START TEXT EXCERPT

Clinical Orthopaedics and Related Research®: March 2014 - Volume 472 - Issue 3 - p 933–940 doi: 10.1007/s11999-013-3338-3 Clinical Research

Total Hip Arthroplasty Performed in Patients with Residual Poliomyelitis: Does it Work?

Yoon, Byung-Ho, MD1; Lee, Young-Kyun, MD1; Yoo, Jeong Joon, MD, PhD2,a; Kim, Hee Joong, MD2; Koo, Kyung-Hoi, MD1

Background Patients with residual poliomyelitis can have advanced degenerative arthritis of the hip in the paralytic limb or the nonparalytic contralateral limb. Although THA is a treatment option for some of these patients, there are few studies regarding THA in this patient population.


Questions/purposes We therefore reviewed a group of patients with residual poliomyelitis who underwent cementless THA on either their paralytic limb or nonparalytic limb to assess (1) Harris hip scores, (2) radiographic results, including implant loosening, (3) complications, including dislocation, and (4) limb length discrepancy after recovery from surgery.


Methods From January 2000 to December 2009, 10 patients with residual poliomyelitis (10 hips, four paralytic limbs and six nonparalytic contralateral limbs) underwent THA using cementless prostheses. Harris hip scores, complications, and leg length discrepancy were determined by chart review, and confirmed by questionnaire and examination; radiographs were reviewed by two observers for this study. Followup was available for all 10 patients at a minimum of 3 years (median, 7 years; range, 3.4-13 years). Surgery was done at the same side of the paralytic limb in four hips and contralateral to the paralytic limb in six.

END TEXT EXCERPT
START THE DATA

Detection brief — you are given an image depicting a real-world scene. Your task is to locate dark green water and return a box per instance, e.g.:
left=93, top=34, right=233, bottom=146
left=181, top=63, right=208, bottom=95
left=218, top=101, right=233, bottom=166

END THE DATA

- DIRECTIONS:
**A.** In the poliomyelitis hip arthroplasty abstract, over what period did the patients undergo THA?
**B.** Print the poliomyelitis hip arthroplasty abstract verbatim from "Clinical Orthopaedics and" to "this patient population.".
**C.** Continue the poliomyelitis hip arthroplasty abstract from the point where it stops.

- ANSWERS PROVIDED:
**A.** From January 2000 to December 2009.

**B.**
Clinical Orthopaedics and Related Research®: March 2014 - Volume 472 - Issue 3 - p 933–940 doi: 10.1007/s11999-013-3338-3 Clinical Research

Total Hip Arthroplasty Performed in Patients with Residual Poliomyelitis: Does it Work?

Yoon, Byung-Ho, MD1; Lee, Young-Kyun, MD1; Yoo, Jeong Joon, MD, PhD2,a; Kim, Hee Joong, MD2; Koo, Kyung-Hoi, MD1

Background Patients with residual poliomyelitis can have advanced degenerative arthritis of the hip in the paralytic limb or the nonparalytic contralateral limb. Although THA is a treatment option for some of these patients, there are few studies regarding THA in this patient population.

**C.**
Results All patients had pain relief and improvement in function; the Harris hip score improved from mean of 68 preoperatively to 92 at last followup (p = 0.043). However, only three patients had complete pain relief. One hip dislocated, which was treated successfully with closed reduction and a hip spica cast for 2 months. There was no loosening or osteolysis in this series. Leg length discrepancy improved after the index operation, but only in the THAs performed in the paralytic limbs.


Conclusions Cementless THA may be suitable for painful hips in adult patients with residual poliomyelitis. Nonetheless, these patients should be informed of the possibility of mild residual pain and persistent leg length discrepancy, particularly patients whose THA is performed on the limb that was not affected by polio (ie, the nonparalytic contralateral limb).


Level of Evidence Level IV, therapeutic study. See the Instructions for Authors for a complete description of levels of evidence.